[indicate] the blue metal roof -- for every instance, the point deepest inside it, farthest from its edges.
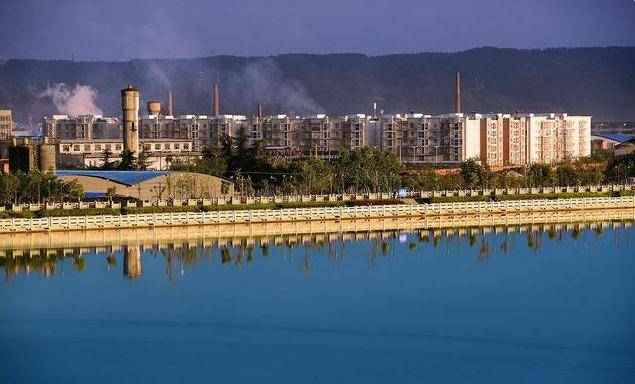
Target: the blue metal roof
(122, 177)
(94, 195)
(614, 136)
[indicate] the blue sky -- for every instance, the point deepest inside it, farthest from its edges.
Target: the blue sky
(125, 29)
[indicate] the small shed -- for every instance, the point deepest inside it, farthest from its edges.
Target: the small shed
(149, 185)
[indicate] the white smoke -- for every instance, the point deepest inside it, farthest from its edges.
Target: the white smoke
(72, 101)
(262, 81)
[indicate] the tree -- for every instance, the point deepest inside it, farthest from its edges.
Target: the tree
(471, 173)
(111, 192)
(314, 175)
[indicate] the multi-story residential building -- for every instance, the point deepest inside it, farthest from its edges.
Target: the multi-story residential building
(514, 140)
(358, 131)
(320, 136)
(203, 131)
(91, 152)
(555, 137)
(500, 139)
(81, 127)
(392, 129)
(6, 123)
(491, 139)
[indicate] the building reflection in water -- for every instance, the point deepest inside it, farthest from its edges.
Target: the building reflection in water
(484, 243)
(132, 261)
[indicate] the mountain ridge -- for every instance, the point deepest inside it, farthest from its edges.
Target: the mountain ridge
(593, 81)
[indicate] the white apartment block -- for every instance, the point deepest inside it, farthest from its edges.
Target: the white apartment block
(500, 139)
(556, 137)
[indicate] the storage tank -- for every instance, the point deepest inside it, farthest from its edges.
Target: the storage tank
(130, 122)
(46, 158)
(154, 107)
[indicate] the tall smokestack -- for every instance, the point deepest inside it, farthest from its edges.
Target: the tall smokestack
(215, 106)
(170, 112)
(216, 101)
(457, 94)
(130, 107)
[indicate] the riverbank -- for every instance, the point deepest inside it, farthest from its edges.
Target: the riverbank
(433, 211)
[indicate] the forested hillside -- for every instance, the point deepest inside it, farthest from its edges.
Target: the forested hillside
(596, 81)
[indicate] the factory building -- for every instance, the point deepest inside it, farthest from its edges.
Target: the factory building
(148, 185)
(85, 127)
(29, 155)
(90, 153)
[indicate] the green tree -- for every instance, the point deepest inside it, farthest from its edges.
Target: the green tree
(143, 160)
(106, 157)
(471, 173)
(540, 175)
(128, 161)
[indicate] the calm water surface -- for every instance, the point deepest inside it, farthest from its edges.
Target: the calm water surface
(553, 306)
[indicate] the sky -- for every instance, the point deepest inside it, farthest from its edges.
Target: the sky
(127, 29)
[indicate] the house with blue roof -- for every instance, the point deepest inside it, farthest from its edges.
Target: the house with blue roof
(607, 141)
(149, 185)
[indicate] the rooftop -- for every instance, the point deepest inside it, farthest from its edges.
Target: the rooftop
(613, 136)
(123, 177)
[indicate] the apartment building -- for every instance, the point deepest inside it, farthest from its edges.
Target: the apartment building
(515, 140)
(492, 138)
(500, 139)
(91, 152)
(555, 137)
(202, 130)
(282, 131)
(6, 123)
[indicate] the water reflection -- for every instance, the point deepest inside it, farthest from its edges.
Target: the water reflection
(481, 243)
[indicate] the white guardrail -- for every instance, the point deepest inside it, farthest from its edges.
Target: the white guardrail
(308, 214)
(242, 200)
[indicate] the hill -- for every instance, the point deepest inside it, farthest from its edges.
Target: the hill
(596, 81)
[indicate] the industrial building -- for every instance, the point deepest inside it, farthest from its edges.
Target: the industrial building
(85, 127)
(149, 185)
(607, 141)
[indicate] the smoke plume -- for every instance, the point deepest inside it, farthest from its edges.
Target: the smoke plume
(72, 101)
(262, 81)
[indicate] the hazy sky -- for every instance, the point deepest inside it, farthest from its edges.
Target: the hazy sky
(124, 29)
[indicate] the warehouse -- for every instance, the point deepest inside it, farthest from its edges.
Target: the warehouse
(149, 185)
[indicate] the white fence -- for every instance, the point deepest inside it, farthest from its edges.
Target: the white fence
(309, 214)
(242, 200)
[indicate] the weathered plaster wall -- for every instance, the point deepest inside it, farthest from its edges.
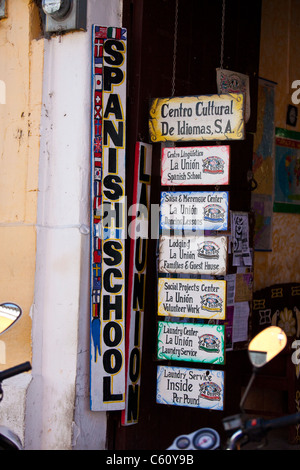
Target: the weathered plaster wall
(21, 65)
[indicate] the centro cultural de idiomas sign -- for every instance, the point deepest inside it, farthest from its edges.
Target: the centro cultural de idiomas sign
(208, 117)
(107, 358)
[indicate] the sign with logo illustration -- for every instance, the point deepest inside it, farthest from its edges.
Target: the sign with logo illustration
(194, 118)
(107, 315)
(196, 388)
(194, 210)
(193, 255)
(192, 298)
(191, 342)
(195, 165)
(138, 232)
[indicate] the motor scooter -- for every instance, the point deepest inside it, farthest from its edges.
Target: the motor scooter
(9, 315)
(242, 430)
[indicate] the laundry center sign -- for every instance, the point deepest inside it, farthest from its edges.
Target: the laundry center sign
(208, 117)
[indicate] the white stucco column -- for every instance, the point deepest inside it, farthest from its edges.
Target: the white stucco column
(58, 415)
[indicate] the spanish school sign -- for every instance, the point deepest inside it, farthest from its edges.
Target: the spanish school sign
(196, 388)
(107, 381)
(195, 165)
(191, 342)
(194, 118)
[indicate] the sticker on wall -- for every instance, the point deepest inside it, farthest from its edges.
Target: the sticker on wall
(138, 232)
(195, 388)
(191, 342)
(235, 82)
(193, 298)
(194, 118)
(193, 255)
(194, 210)
(107, 381)
(195, 165)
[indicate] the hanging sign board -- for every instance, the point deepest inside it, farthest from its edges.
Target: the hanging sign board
(193, 255)
(193, 298)
(194, 210)
(107, 381)
(195, 388)
(195, 165)
(209, 117)
(191, 342)
(138, 232)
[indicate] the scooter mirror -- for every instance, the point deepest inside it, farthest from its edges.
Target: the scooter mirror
(9, 314)
(266, 345)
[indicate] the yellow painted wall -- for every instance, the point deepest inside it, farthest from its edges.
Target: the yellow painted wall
(280, 62)
(21, 67)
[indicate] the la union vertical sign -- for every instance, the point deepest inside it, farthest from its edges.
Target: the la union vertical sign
(107, 316)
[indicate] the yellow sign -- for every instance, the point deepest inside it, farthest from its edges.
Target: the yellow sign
(209, 117)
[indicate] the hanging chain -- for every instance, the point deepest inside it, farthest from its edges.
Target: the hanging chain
(222, 34)
(175, 48)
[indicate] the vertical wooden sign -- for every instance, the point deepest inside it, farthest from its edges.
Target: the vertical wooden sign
(107, 381)
(138, 232)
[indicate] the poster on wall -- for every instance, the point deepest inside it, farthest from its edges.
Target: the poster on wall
(193, 298)
(195, 165)
(196, 388)
(107, 316)
(194, 210)
(138, 233)
(194, 118)
(191, 342)
(193, 254)
(287, 171)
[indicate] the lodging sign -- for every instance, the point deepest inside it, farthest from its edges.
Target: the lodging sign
(193, 255)
(194, 210)
(193, 118)
(192, 298)
(195, 388)
(195, 165)
(107, 382)
(191, 342)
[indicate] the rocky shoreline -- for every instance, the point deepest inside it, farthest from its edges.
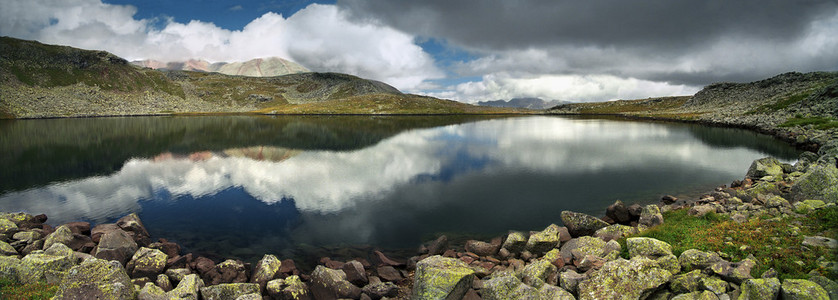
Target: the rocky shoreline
(582, 260)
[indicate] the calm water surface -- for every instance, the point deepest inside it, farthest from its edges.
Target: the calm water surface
(240, 186)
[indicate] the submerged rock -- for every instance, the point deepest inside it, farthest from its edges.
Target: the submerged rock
(440, 277)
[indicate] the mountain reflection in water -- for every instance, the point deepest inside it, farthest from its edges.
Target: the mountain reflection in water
(480, 178)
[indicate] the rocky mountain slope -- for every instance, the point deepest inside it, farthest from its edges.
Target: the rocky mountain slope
(801, 108)
(41, 81)
(260, 67)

Instructions for the task:
Format as a JSON list of strings, one string per line and with blank lines left out, the stretch of the data from the line that contains "[indicate] the yellow painted" through the end of the data, both ends included. Leave the pictures out of the answer.

The reply:
[
  "[indicate] the yellow painted wall -- for every instance, the point deepest inside it, farthest from its edges.",
  "Target: the yellow painted wall",
  "(280, 62)",
  "(21, 67)",
  "[indicate] the la union vertical sign -- for every instance, the point deepest inside it, farthest from its edges.",
  "Target: the la union vertical sign",
  "(107, 316)",
  "[indicate] the yellow sign -- for every instance, the point deepest inside it, farthest from its edges.",
  "Target: the yellow sign",
  "(209, 117)",
  "[indicate] the hanging chain -- for every instance, the point deepest inside it, farthest from its edges.",
  "Target: the hanging chain",
  "(222, 34)",
  "(175, 48)",
  "[indicate] the vertical wooden sign -- for every instance, the point deepest inside it, farthest from its edges.",
  "Target: the vertical wooden sign",
  "(107, 381)",
  "(138, 232)",
  "[indicate] the poster on wall -- for every instance, the point deepest inside it, farthest from its edges.",
  "Target: the poster on wall",
  "(193, 298)",
  "(195, 165)",
  "(196, 388)",
  "(107, 316)",
  "(194, 210)",
  "(138, 233)",
  "(194, 118)",
  "(191, 342)",
  "(193, 254)",
  "(287, 171)",
  "[indicate] the lodging sign -- for every instance, the point deepest inside it, farthest from its edges.",
  "Target: the lodging sign",
  "(193, 255)",
  "(194, 210)",
  "(193, 118)",
  "(192, 298)",
  "(195, 388)",
  "(195, 165)",
  "(107, 382)",
  "(191, 342)",
  "[indicate] the rocky shoreline -- for every instance, the point deepest inside it, farthest from its edges.",
  "Target: the rocky shoreline",
  "(582, 260)",
  "[indicate] the calm water surface -- for every instance, the point deepest inside it, farthest from its edges.",
  "Target: the calm water surface",
  "(240, 186)",
  "[indicate] the submerged rock -- for every instance, the point deepest inside it, farthest from its edges.",
  "Target: the submerged rock",
  "(440, 277)",
  "[indicate] the mountain reflection in water -- for every instance, the point deepest inside it, farthest from its edges.",
  "Target: the mountain reflection in water",
  "(480, 178)",
  "[indicate] the rocky mountain slope -- for every instance, the point deepest inside it, farthest from its edges.",
  "Target: the rocky mountain slope",
  "(801, 108)",
  "(41, 81)",
  "(260, 67)"
]